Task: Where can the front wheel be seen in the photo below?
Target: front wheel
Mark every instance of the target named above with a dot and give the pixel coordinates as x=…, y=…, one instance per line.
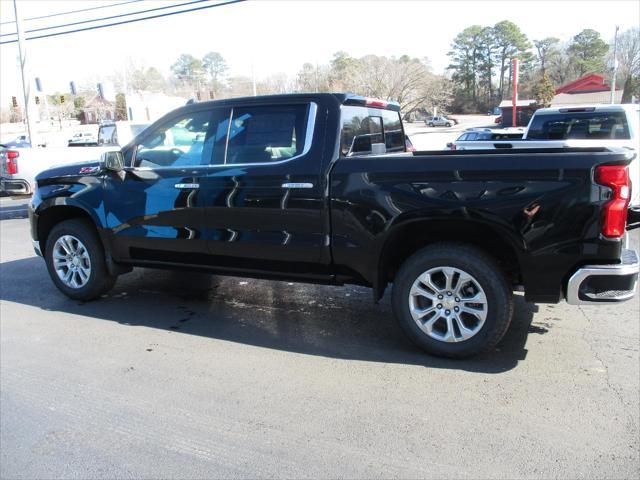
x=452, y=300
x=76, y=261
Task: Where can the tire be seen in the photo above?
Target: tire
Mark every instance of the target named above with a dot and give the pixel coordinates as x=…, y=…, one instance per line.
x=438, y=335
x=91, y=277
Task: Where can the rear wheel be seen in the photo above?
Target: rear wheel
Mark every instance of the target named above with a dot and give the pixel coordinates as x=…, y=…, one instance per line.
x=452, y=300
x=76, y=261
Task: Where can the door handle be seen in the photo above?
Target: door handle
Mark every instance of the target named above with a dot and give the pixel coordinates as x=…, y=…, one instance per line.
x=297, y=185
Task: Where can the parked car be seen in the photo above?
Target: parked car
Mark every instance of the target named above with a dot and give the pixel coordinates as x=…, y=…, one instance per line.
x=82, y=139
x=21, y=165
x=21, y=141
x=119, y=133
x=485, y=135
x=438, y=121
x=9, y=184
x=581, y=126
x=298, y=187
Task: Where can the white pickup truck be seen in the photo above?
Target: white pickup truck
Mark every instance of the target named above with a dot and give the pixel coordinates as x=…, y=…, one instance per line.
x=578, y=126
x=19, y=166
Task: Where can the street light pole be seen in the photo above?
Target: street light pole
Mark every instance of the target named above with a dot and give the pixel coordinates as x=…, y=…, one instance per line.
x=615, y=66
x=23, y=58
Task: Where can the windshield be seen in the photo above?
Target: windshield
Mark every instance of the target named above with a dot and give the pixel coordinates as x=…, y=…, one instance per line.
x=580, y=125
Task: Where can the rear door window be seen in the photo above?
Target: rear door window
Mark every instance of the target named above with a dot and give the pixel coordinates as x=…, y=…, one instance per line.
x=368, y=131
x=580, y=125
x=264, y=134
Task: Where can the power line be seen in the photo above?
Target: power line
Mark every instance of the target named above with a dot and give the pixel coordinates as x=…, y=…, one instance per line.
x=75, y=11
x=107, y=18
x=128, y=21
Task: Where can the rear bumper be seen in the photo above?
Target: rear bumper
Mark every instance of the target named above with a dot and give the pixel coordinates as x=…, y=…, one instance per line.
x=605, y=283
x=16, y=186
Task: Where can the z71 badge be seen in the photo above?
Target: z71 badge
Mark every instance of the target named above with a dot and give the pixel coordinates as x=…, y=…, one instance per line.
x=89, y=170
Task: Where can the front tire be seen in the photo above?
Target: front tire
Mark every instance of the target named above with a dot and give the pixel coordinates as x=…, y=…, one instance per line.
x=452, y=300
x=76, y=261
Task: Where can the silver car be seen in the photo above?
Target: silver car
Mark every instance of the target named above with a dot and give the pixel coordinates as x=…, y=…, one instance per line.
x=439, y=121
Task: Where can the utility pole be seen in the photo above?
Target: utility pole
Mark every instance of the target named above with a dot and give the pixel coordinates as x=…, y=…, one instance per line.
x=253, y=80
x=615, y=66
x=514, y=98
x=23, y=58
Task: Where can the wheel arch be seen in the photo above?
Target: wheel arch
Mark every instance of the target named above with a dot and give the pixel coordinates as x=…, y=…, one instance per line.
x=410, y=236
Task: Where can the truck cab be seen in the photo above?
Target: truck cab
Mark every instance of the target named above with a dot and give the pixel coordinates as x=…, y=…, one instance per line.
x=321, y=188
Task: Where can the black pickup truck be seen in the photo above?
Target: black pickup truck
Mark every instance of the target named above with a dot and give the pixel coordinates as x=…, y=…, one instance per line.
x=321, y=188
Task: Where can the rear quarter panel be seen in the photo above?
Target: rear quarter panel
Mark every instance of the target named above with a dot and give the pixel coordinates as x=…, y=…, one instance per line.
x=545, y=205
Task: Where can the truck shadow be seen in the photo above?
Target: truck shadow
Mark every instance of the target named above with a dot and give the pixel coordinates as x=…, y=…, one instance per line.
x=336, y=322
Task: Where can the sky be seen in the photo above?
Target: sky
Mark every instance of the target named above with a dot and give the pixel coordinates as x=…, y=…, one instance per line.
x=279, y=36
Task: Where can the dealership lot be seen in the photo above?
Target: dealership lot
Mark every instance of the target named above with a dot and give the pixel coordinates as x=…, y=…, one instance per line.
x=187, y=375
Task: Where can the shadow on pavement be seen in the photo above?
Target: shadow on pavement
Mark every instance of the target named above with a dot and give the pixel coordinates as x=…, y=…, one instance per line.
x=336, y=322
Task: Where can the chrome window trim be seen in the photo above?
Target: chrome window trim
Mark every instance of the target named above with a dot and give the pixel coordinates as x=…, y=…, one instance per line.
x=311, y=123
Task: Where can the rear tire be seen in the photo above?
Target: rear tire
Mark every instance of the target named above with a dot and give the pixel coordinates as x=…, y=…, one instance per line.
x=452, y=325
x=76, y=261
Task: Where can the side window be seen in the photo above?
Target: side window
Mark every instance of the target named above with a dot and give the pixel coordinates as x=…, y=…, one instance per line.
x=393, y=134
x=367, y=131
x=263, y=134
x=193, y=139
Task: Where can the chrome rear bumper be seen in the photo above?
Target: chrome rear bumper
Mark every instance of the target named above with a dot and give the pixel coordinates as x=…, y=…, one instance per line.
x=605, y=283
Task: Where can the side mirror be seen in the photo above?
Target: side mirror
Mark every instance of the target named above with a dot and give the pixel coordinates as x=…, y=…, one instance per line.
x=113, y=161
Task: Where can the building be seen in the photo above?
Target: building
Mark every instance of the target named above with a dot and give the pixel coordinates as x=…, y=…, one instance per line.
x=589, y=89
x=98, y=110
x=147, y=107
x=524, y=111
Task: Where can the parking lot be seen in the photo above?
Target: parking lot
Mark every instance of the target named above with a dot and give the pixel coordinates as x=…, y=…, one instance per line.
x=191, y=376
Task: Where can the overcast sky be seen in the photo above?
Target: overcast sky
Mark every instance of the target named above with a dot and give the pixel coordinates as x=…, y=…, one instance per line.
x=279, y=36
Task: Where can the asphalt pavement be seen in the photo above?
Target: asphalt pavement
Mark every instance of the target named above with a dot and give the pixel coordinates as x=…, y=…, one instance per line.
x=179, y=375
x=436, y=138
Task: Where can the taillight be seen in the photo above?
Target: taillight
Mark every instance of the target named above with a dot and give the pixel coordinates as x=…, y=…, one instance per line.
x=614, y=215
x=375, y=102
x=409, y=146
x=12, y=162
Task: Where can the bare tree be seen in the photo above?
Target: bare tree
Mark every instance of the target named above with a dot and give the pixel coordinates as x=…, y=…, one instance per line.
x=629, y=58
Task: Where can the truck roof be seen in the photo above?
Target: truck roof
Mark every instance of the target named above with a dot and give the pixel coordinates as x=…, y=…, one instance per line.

● **WORK REQUIRED**
Render every line of the entries above as a JSON list of strings, one string per line, with blank lines omitted. Leave the pictures out.

● **IN RESPONSE**
[
  "Task: Where can the front wheel be seen in the photo below?",
  "Target: front wheel",
  "Mark every instance of the target named above with a dot and give the pixel coordinates as x=…, y=…, one instance per line.",
  "x=452, y=300",
  "x=76, y=261",
  "Task: Where can the tire be seen in the photo above?",
  "Target: tire",
  "Mark every instance of the target named above with a dot and give the pixel coordinates as x=…, y=…, one instance per line.",
  "x=438, y=335",
  "x=91, y=277",
  "Task: Where can the rear wheel be seen in the photo above?",
  "Target: rear wheel",
  "Mark every instance of the target named above with a dot and give the pixel coordinates as x=…, y=…, one instance per line.",
  "x=452, y=300",
  "x=76, y=261",
  "Task: Where can the door handle be seen in the photo above?",
  "Target: door handle",
  "Mark every instance of the target named above with a dot and give the pixel coordinates as x=…, y=…, one instance per line.",
  "x=297, y=185",
  "Task: Where can the parked car be seen in the photo above?",
  "Target: parked car",
  "Mark every instance of the target named above with a dot and give the pixel coordinates as x=…, y=…, one instance per line.",
  "x=82, y=139",
  "x=21, y=165",
  "x=21, y=141",
  "x=119, y=133",
  "x=485, y=135",
  "x=438, y=121",
  "x=9, y=184",
  "x=581, y=126",
  "x=298, y=187",
  "Task: Where can the white pickup truck be seen in the photo above?",
  "Target: white pickup truck",
  "Mark every instance of the target named above with a dot and give the pixel coordinates as x=…, y=…, one instance per line.",
  "x=578, y=126",
  "x=19, y=166",
  "Task: Where can the street light pole be seen in the photo above?",
  "Target: street light pole",
  "Mark every instance of the target named above with a dot and give the pixel coordinates as x=…, y=…, one instance per line.",
  "x=615, y=66",
  "x=23, y=58",
  "Task: Where can the windshield be seen in the photo above?",
  "Target: windshield",
  "Mark every instance of the target named above with a dot and give the pixel coordinates as x=…, y=…, one instance per line.",
  "x=580, y=125",
  "Task: Where can the rear door window be seen in the photo above?",
  "Target: rear door window",
  "Mark every instance of the target named above with a dot and give the pixel coordinates as x=…, y=…, one instance per line.",
  "x=368, y=131",
  "x=580, y=125",
  "x=264, y=134",
  "Task: Where can the power line be seen in the photo above?",
  "Target: power line",
  "Mark every instance of the target named above with a dot and give the pixel coordinates as x=…, y=…, one instance per line.",
  "x=75, y=11",
  "x=107, y=18",
  "x=128, y=21",
  "Task: Where can the rear bumper be seen in the photo above?",
  "Target: rear bumper",
  "Mark every instance of the target named above with a dot and give the pixel coordinates as x=…, y=…, one instance per line.",
  "x=605, y=283",
  "x=16, y=186",
  "Task: Where can the z71 badge be seen in the photo above?",
  "Target: z71 badge",
  "Mark every instance of the target named above with a dot and give the pixel coordinates as x=…, y=…, one instance per line.",
  "x=89, y=170",
  "Task: Where can the front tire be seen in the photo above?",
  "Target: front tire",
  "Mark every instance of the target named above with a dot and give the pixel coordinates as x=…, y=…, one instance per line.",
  "x=452, y=300",
  "x=76, y=261",
  "Task: Where can the silver car be seen in the photo above?",
  "Target: silver car",
  "Mark every instance of the target named above with a dot and give the pixel coordinates as x=…, y=…, one instance per line.",
  "x=439, y=121",
  "Task: Where can the utility pole be seen in the photo above?",
  "Target: utility pole",
  "Mark every instance of the target named above with a dot and give the pixel coordinates as x=…, y=…, one instance per line.",
  "x=253, y=80",
  "x=615, y=66",
  "x=514, y=98",
  "x=23, y=58",
  "Task: Where can the wheel arch be seen in the photo above?",
  "Target: wheel arch",
  "Mark every instance of the target named above with a dot and give the pixel coordinates as x=…, y=…, one instance per line.",
  "x=410, y=236",
  "Task: Where can the truck cab be seen in the photo above?",
  "Target: truck cab",
  "Mark every instance of the target named above with a dot and give the pixel coordinates as x=…, y=…, one instance per line.",
  "x=321, y=188",
  "Task: Where can the black pickup truck be seen in the photo above?",
  "Target: black pickup truck",
  "Mark every instance of the target named above with a dot and give the pixel coordinates as x=…, y=…, one instance per line.",
  "x=321, y=188",
  "Task: Where can the rear quarter panel be seen in the photo above?",
  "Target: rear quarter panel",
  "Mark every instance of the target named above with a dot and give the pixel coordinates as x=…, y=…, one instance per line.",
  "x=545, y=205",
  "Task: Where can the truck shadow be seen in the photo above?",
  "Target: truck shadow",
  "Mark every instance of the target named above with a dot and give the pixel coordinates as x=…, y=…, one instance per line.",
  "x=336, y=322",
  "Task: Where can the sky be seen in the photo above?",
  "Target: sky",
  "Mark every instance of the target named above with a dot and give the pixel coordinates as x=…, y=…, one instance per line.",
  "x=279, y=36",
  "Task: Where can the dealership lot be seen in the photo above?",
  "Target: dealership lot",
  "Mark every instance of the target named above with a dot and give the pixel coordinates as x=…, y=…, one instance per line.",
  "x=187, y=375",
  "Task: Where can the shadow on pavement be seen in the photo above?",
  "Target: shadow on pavement",
  "Mark every instance of the target named above with a dot and give the pixel coordinates as x=…, y=…, one instance per line.",
  "x=336, y=322",
  "Task: Where can the chrome window trim be seen in the photo above?",
  "Target: chrome window trim",
  "Mark every instance of the target named above with a dot and give the pixel coordinates as x=…, y=…, one instance per line.",
  "x=311, y=123",
  "Task: Where can the rear tire be seen in the photo above?",
  "Target: rear tire",
  "Mark every instance of the target named above with a dot and give the pixel coordinates as x=…, y=…, one instance per line.",
  "x=452, y=325",
  "x=76, y=261",
  "Task: Where can the side window be seen in the photo above?",
  "Target: side window",
  "Mark every instance of the target named above with a dot and give the pixel coordinates as x=…, y=…, one instance per line.",
  "x=393, y=134",
  "x=367, y=131",
  "x=263, y=134",
  "x=193, y=139",
  "Task: Where can the chrome rear bumper be seen in the photo above?",
  "Target: chrome rear bumper",
  "Mark every instance of the target named above with a dot and give the pixel coordinates as x=…, y=…, one instance per line.",
  "x=605, y=283",
  "Task: Where can the side mirror be seen in the photo above?",
  "Target: side mirror",
  "Mark every instance of the target named above with a dot and give the pixel coordinates as x=…, y=…, one instance per line.",
  "x=113, y=161",
  "Task: Where can the building be seen in the photo above?",
  "Target: building",
  "Mark every instance of the target named above with a dot and give the pixel coordinates as x=…, y=…, one instance per line.",
  "x=589, y=89",
  "x=98, y=110",
  "x=147, y=107",
  "x=524, y=111",
  "Task: Where can the parking lot be seen in the photo above?",
  "Target: parking lot",
  "Mark every instance of the target named above with a dot and give the pixel coordinates as x=…, y=…, one instance per line.",
  "x=191, y=376",
  "Task: Where can the overcast sky be seen in the photo above?",
  "Target: overcast sky",
  "Mark every instance of the target named above with a dot and give the pixel coordinates as x=…, y=…, one instance per line.",
  "x=279, y=36",
  "Task: Where can the asphalt pavement be seen in the photo above?",
  "Target: asphalt pavement",
  "Mark every instance of the target named above with a dot and give the pixel coordinates as x=…, y=…, one instance per line.",
  "x=179, y=375",
  "x=436, y=138",
  "Task: Where can the taillight be seen in the photo above?",
  "Target: taillight",
  "Mark every instance of the target named above with a dot and give the pixel coordinates as x=…, y=…, one instance per line.",
  "x=614, y=215",
  "x=375, y=102",
  "x=409, y=146",
  "x=12, y=162",
  "Task: Where can the bare tree be seen in the photo above?",
  "Target: bare tree",
  "Mark every instance of the target named above with a dot and give the pixel coordinates as x=…, y=…, one instance per line.",
  "x=629, y=58",
  "Task: Where can the truck roof be seen in the photo above?",
  "Target: truck roof",
  "Mark every instance of the target named above with a dot and give the pixel coordinates as x=…, y=…, one instance per line."
]